Records supplied START

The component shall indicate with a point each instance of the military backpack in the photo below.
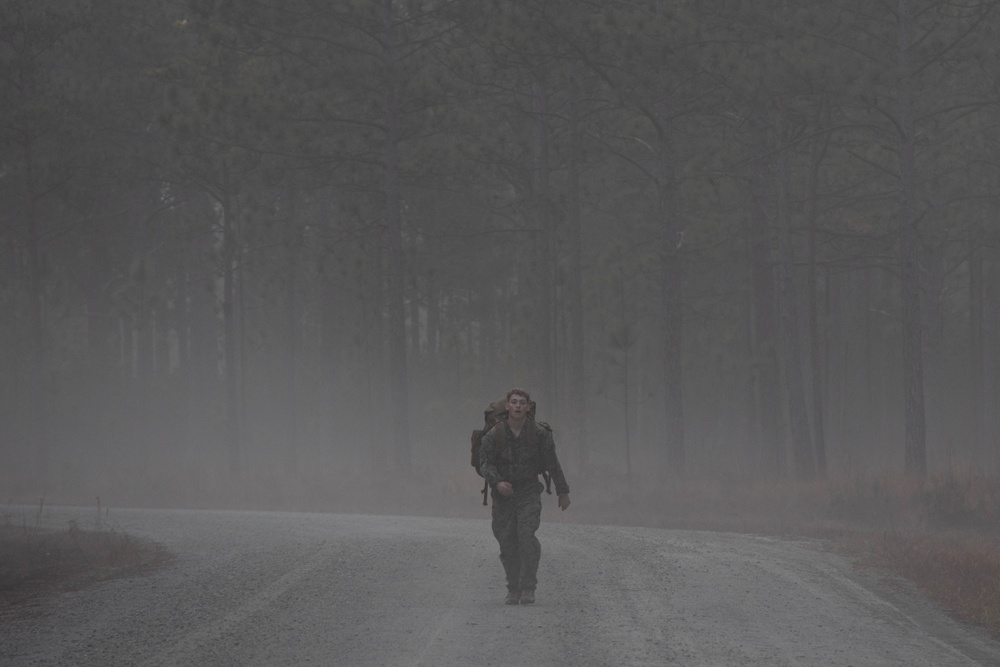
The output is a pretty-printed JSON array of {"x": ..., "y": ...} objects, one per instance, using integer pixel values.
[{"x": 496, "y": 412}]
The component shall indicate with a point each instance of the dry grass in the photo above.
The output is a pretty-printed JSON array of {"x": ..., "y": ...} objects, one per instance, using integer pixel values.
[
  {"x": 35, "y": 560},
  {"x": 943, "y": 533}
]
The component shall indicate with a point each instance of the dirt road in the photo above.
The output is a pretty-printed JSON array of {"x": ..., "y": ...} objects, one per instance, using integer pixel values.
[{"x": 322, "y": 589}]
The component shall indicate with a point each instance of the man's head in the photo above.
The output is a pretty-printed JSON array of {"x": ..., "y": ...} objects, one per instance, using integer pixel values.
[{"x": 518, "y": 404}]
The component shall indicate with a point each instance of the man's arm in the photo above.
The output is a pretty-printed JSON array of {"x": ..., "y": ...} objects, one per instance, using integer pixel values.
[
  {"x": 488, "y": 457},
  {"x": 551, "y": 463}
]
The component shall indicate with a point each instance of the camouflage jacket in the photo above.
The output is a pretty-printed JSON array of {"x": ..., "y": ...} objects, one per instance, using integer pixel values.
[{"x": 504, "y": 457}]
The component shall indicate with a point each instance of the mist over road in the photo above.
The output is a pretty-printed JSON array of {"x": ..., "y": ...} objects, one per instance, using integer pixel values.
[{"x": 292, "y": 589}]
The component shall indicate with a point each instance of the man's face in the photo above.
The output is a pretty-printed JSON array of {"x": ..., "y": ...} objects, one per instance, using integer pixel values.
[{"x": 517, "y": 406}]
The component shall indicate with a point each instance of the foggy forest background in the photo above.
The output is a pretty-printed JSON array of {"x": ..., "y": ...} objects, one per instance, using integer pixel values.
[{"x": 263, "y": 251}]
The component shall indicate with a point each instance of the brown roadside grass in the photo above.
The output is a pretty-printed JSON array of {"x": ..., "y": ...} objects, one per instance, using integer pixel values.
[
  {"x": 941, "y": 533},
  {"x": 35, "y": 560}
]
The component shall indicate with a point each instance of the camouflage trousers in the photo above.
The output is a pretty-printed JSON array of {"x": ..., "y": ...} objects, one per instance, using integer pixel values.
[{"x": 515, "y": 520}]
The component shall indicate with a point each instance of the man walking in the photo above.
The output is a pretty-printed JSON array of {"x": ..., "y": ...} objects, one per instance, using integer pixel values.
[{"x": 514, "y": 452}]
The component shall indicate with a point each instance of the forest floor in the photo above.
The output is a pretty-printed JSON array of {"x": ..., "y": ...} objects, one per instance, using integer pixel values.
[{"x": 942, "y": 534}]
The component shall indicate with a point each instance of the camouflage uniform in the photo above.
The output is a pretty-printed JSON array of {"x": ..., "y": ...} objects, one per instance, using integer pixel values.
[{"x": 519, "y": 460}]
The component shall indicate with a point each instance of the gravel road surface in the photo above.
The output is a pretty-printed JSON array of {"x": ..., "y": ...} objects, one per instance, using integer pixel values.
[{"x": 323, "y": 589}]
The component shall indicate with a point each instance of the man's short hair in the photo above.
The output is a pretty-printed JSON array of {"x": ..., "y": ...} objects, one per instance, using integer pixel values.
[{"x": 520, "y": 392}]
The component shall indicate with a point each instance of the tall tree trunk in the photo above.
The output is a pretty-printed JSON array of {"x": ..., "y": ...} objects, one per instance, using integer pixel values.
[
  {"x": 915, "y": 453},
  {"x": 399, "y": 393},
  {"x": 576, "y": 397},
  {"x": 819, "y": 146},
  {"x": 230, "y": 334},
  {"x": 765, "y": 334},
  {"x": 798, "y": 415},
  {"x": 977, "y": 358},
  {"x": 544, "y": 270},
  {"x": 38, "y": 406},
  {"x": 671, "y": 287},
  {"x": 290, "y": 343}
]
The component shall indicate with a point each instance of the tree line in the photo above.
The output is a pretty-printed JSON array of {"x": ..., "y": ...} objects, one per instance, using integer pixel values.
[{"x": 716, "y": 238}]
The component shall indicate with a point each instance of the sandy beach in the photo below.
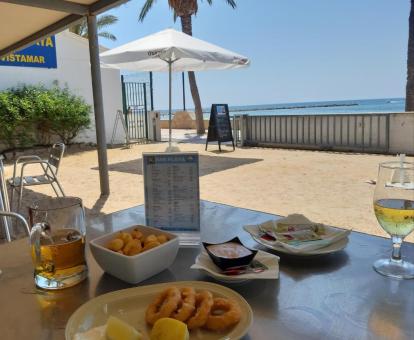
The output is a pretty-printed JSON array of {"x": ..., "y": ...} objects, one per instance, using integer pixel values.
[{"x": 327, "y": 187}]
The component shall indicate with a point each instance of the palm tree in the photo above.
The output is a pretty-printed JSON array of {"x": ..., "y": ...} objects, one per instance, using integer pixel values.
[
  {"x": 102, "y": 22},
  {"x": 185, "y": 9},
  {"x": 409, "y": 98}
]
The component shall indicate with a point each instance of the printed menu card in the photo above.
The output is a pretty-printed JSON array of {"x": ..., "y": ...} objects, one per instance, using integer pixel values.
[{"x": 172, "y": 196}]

Records supplied END
Records supplied START

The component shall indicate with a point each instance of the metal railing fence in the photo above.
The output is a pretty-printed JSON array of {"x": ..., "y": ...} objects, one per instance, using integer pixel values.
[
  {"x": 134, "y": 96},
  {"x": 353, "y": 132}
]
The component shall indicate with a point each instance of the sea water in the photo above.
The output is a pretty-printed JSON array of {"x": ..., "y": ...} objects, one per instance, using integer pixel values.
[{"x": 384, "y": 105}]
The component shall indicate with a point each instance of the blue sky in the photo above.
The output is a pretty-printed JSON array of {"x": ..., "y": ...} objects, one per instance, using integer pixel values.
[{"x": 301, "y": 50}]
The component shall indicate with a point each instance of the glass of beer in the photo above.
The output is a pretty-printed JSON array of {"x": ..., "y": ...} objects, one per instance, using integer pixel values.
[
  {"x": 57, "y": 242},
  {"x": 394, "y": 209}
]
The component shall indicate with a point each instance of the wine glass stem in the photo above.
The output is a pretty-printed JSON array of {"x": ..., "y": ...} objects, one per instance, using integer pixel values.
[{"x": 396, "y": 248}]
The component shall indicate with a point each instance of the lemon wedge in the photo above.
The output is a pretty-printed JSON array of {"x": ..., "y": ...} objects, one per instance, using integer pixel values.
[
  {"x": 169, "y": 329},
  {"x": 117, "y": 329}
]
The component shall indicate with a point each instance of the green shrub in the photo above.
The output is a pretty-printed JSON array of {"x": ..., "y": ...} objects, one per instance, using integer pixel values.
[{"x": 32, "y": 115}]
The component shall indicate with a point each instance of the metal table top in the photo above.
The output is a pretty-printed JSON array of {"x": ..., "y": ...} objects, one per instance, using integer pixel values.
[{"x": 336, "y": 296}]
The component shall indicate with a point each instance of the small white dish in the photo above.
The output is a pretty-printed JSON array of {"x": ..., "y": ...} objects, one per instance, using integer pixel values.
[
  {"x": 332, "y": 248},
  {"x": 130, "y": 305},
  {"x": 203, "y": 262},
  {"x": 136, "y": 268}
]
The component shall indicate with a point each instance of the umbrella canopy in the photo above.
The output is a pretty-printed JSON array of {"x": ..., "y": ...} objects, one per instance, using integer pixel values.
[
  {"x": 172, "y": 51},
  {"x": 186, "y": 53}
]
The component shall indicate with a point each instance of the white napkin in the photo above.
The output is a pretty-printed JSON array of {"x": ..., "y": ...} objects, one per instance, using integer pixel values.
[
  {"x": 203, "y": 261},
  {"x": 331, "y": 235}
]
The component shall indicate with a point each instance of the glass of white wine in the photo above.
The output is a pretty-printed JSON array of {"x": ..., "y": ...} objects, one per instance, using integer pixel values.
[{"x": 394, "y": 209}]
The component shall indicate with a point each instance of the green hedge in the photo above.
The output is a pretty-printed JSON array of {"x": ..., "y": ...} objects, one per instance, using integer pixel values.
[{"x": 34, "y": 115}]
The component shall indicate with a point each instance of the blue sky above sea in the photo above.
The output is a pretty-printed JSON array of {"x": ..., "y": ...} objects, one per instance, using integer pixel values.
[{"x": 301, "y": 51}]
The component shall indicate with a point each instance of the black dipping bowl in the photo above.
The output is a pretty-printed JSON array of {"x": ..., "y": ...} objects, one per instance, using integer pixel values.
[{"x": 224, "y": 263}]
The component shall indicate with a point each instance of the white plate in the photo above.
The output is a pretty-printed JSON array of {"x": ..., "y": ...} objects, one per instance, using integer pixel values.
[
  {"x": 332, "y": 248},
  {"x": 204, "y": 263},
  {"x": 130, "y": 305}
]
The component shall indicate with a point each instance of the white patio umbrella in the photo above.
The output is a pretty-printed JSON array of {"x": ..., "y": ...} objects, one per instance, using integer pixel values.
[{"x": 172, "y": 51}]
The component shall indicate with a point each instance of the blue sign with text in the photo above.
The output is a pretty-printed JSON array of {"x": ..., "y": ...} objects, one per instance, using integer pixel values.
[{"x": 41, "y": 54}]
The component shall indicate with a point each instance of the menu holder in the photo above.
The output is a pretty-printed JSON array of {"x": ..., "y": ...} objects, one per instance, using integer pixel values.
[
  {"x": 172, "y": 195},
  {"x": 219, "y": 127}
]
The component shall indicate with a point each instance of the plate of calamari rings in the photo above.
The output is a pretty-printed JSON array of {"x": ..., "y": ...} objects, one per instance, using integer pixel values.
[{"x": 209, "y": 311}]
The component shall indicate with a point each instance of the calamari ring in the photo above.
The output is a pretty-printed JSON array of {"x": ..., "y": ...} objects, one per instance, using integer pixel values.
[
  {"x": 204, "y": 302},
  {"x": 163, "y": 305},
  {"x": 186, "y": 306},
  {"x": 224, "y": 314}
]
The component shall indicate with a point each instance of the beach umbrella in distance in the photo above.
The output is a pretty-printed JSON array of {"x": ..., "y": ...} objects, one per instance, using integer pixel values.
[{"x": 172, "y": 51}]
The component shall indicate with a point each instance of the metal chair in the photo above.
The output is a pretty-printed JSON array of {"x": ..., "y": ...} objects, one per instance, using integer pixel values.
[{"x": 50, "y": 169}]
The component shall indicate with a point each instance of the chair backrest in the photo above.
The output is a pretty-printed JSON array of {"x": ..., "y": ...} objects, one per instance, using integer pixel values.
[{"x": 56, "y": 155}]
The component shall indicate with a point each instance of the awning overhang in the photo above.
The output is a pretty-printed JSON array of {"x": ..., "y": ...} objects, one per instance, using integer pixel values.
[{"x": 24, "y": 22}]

Records supplied END

Task objective:
Find the string "white" in the data. Report each line it appears in.

The answer:
The component shall indicate with a point each instance of the small white dish in the photo above.
The component shall indicate with a point each instance of the white napkin in the photo above.
The component shall indicate with a point each instance of the glass of white wine in the photo above.
The component shall indicate with a point each instance of the white plate in the photo above.
The component shall indicate with a point each instance of the white patio umbrella in the photo above.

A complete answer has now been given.